One of the ploys for any writer is to learn to know the taste of his/her audience    Elsewhere if I write an article about horses on a Horse Forum I can attract a viewership running into thousands - only recently one thread topped 10,000 viewers.    That particular thread was regularly bumped up by me to its present level.  It is the story about my life with a horse.  However I know I have a good understanding of the nature of my audience in the world of horses.        Interestingly here on WFcom way back in September  2010  I did post a thread entitled “The Novice Seat - how to ride a horse” and surprisingly that thread attracted 1071 viewers, which for me is a high number.

How is it that a figure of 10,000 is achievable for me on one forum whereas here on a specialist writing forum I am lucky to hit 250 viewer/readers?      What I have noticed is that in the old days I could provoke Olly, The Ox, Garza or even  Ash to butt in.   Their participation by posting on the thread must have boosted the number of viewers.    Recently I seem to have lost that knack, although I was pleased to see that Garza did pick up on a doggie story

So far since Jan 2011 the best result  I have achieved   was entitled  “Grandma’s Cooking” which brought a modest 549 viewers in July 2011.      

For me the purpose of this post is to find out what I am doing ’Write’ and what I am doing ’Wrong’.

List of tasks
1: From the forum post, output the stretch from "How is it that" through "am doing ’Wrong’.".
2: Rewrite the paragraph of the forum post beginning "How is it that a figure of 10,000" more briefly, keeping its main facts.
3: List every person the forum post mentions by name or nickname.

Data
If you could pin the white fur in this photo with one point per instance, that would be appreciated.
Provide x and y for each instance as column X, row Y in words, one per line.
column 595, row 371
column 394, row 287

Responses
1:
How is it that a figure of 10,000 is achievable for me on one forum whereas here on a specialist writing forum I am lucky to hit 250 viewer/readers?      What I have noticed is that in the old days I could provoke Olly, The Ox, Garza or even  Ash to butt in.   Their participation by posting on the thread must have boosted the number of viewers.    Recently I seem to have lost that knack, although I was pleased to see that Garza did pick up on a doggie story

So far since Jan 2011 the best result  I have achieved   was entitled  “Grandma’s Cooking” which brought a modest 549 viewers in July 2011.      

For me the purpose of this post is to find out what I am doing ’Write’ and what I am doing ’Wrong’.

2: The writer asks why one forum can bring 10,000 viewers while a specialist writing forum brings barely 250. In the past, the writer could provoke Olly, The Ox, Garza or Ash into posting on a thread, which the writer believes raised viewer numbers. That knack seems to be gone lately, though Garza did pick up on a doggie story.

3:
- Olly
- The Ox
- Garza
- Ash